====== Page excerpt
Il 03/02/2015 14:04, David Caro ha scritto:
On 02/03, Sandro Bonazzola wrote:
Il 20/01/2015 16:50, David Caro ha scritto:
Hi everyone!
After talking a bit with some of you, I think that we can start planning a common build and dependency declaration for tests for the ovirt products, to improve and automate most of the ci process and maintenance.
Current status:
== Dependencies
Right now we have 4 types of dependencies:
* test dependencies * tarball/srcrpm build dependencies * rpm build dependencies * installation dependencies
The last two are managed from the spec files through rpm/yum dependency systems. But the first ones are managed manually on the jobs on jenkins or puppet manifests. What separates it from the code that actually requires them and adds an extra layer of maintenance and synchronization between the code, the jenkins jobs and the puppet repository.
== Builds
We started using autotools to build most of the projects, but it's not a global methodology and even being used on some projects, you need to tune the run for each of them, specifying different variables and running some side scripts.
== Tests
Some projects use make check to run some of the tests, some tests are totally outside the code and run only in jenkins jobs.
============
====== Data records
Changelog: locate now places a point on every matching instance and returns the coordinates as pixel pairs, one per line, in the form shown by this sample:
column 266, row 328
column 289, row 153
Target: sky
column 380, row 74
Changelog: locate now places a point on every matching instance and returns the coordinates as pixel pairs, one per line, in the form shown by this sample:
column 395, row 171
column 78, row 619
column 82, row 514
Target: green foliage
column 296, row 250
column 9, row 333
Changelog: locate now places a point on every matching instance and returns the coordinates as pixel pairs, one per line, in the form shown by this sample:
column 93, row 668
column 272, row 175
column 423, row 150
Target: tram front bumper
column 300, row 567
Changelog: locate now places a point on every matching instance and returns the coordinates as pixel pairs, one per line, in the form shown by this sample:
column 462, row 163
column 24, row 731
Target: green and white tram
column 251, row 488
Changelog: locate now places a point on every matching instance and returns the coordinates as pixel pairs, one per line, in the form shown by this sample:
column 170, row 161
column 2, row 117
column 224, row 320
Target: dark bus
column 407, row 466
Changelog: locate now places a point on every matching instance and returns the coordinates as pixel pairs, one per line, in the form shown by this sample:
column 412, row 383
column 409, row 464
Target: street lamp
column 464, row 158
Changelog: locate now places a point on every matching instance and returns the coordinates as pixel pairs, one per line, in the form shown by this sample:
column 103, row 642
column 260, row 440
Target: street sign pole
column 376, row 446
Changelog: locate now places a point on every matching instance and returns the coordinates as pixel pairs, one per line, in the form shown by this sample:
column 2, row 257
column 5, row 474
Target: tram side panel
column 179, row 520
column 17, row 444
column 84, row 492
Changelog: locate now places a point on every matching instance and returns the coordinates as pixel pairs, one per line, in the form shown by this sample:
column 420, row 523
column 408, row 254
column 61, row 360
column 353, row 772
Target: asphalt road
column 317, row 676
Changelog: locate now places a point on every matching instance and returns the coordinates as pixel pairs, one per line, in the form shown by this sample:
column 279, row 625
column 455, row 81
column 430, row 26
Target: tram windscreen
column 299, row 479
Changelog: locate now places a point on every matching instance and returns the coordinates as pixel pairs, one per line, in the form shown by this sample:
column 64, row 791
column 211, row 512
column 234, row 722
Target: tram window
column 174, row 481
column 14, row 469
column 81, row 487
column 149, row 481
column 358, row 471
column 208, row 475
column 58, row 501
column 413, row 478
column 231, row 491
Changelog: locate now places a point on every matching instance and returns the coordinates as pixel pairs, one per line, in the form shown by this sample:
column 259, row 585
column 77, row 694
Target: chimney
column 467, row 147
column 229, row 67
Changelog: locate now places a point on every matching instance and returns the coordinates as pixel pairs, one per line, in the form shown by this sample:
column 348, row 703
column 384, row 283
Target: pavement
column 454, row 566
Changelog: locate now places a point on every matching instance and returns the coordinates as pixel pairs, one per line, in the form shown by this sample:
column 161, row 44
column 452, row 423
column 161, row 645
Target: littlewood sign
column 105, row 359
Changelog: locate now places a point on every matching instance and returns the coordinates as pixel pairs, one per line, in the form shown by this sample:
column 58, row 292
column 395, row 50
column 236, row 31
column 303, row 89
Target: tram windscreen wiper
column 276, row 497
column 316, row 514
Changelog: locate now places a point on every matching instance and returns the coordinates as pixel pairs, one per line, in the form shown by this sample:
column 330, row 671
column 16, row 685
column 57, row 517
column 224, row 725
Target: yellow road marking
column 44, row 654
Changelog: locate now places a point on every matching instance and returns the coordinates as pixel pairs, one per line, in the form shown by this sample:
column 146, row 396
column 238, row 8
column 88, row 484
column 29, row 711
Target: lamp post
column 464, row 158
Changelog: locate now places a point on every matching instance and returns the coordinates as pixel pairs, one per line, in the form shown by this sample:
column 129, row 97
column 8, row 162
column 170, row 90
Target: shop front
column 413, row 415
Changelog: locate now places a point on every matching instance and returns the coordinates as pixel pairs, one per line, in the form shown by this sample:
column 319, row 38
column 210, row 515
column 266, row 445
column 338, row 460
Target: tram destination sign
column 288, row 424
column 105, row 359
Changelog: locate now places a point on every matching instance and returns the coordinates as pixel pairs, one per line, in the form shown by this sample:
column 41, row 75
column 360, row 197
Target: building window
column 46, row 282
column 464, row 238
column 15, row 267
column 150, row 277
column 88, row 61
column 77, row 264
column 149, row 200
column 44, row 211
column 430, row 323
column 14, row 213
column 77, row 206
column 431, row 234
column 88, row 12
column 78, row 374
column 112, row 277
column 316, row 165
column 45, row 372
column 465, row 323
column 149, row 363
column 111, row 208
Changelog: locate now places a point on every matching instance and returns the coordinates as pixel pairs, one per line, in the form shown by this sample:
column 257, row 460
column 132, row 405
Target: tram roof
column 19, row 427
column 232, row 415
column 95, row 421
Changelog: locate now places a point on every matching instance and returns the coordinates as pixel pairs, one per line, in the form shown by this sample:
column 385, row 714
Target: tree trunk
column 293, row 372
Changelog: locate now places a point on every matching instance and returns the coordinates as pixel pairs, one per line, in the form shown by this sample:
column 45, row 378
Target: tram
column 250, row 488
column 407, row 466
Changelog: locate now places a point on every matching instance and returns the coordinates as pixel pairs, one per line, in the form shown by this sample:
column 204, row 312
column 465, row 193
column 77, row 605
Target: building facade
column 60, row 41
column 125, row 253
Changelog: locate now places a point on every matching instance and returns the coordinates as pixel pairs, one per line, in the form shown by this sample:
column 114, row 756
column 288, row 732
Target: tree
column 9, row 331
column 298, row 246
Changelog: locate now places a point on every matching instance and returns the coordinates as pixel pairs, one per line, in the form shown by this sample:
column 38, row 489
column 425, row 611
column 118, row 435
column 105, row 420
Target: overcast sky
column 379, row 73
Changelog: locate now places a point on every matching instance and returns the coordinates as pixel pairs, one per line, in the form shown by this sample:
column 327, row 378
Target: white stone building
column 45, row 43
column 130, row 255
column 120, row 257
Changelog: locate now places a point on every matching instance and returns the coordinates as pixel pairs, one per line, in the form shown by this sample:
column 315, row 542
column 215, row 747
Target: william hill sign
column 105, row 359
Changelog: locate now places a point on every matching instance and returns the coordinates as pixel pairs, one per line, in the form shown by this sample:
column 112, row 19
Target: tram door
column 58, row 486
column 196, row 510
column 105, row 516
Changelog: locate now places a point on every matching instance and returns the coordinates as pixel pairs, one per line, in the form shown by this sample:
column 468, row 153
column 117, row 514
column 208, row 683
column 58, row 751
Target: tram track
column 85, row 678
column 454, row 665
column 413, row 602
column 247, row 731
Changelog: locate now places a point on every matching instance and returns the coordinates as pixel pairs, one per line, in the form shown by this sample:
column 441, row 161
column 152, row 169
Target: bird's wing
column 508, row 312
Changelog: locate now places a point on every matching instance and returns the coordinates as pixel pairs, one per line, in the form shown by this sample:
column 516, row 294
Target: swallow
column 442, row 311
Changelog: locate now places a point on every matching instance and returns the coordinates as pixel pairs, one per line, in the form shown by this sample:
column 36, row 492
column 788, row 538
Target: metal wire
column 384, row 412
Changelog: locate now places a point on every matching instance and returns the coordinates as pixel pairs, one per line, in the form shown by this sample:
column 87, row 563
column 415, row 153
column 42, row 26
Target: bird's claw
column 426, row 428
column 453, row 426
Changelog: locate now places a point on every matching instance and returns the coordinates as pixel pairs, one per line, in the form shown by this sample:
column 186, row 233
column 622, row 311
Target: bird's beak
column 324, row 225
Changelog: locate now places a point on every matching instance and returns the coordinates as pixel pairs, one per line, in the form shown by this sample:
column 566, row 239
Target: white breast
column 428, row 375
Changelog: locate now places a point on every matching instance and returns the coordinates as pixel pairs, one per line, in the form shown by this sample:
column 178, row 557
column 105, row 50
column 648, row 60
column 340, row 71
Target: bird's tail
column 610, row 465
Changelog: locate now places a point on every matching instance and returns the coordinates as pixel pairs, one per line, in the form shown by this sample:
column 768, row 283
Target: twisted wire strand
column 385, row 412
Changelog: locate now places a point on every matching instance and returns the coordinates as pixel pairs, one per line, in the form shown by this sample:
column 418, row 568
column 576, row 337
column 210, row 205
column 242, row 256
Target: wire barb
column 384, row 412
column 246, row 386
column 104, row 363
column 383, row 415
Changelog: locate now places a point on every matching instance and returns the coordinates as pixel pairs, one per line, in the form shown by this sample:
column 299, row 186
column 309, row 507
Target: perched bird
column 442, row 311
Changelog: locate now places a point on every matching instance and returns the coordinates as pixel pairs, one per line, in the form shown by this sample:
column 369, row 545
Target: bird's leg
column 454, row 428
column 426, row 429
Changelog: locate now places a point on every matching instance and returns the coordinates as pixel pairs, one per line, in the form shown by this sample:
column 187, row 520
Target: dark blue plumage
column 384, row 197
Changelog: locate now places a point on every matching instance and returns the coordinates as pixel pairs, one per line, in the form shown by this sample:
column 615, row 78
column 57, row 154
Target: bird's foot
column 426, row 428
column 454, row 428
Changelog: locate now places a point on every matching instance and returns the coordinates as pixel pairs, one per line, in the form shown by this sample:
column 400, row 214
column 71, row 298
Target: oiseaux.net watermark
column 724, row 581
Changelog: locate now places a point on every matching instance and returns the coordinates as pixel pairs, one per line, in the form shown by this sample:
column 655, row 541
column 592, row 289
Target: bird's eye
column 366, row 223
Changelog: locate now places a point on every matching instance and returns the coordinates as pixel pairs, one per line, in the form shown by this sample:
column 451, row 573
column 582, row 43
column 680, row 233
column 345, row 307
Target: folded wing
============
- Requests:
• 1. From the CI planning email, extract the passage from "After talking a" up to and including "the puppet repository.".
• 2. Answer these questions about the CI planning email:
(a) How many types of dependencies does it say there are right now?
(b) Which tool did they start using to build most of the projects?
(c) What do some projects use to run some of the tests?
• 3. Please carry on the CI planning email from the point where it stops.
The entries are separate material and are not part of the CI planning email.

- Solved problems:
• 1.
After talking a bit with some of you, I think that we can start planning a common build and dependency declaration for tests for the ovirt products, to improve and automate most of the ci process and maintenance.
Current status:
== Dependencies
Right now we have 4 types of dependencies:
* test dependencies * tarball/srcrpm build dependencies * rpm build dependencies * installation dependencies
The last two are managed from the spec files through rpm/yum dependency systems. But the first ones are managed manually on the jobs on jenkins or puppet manifests. What separates it from the code that actually requires them and adds an extra layer of maintenance and synchronization between the code, the jenkins jobs and the puppet repository.

• 2.
(a) Four.
(b) Autotools.
(c) make check.

• 3.
Some possible improvements:
== Tests/builds
Using shell scripts: We talked before in another thread to create some generic script to build the artifacts for the product and to run the tests, namely we talked about having 3 executables (bash scripts probably) at the root of each project, that should not require any parameters:
./build-artifacts This should generate any artifacts to be archives (isos, rpms, debs, tarballs, ...) and leave them at ./exported-artifacts/ directory, for the build system to collect, removing any previous artifacts if needed.
./check_patch Runs all the tests required for any new patchset in gerrit, for non-merged changes, should be fast to run to get feedback easily
./check_merge Runs all the tests for any change that is going to be merged (right now we are not using gates, so it actually after merge, but the idea is to use this as gate for any merge to the repo). This can be more resource hungry than check_path.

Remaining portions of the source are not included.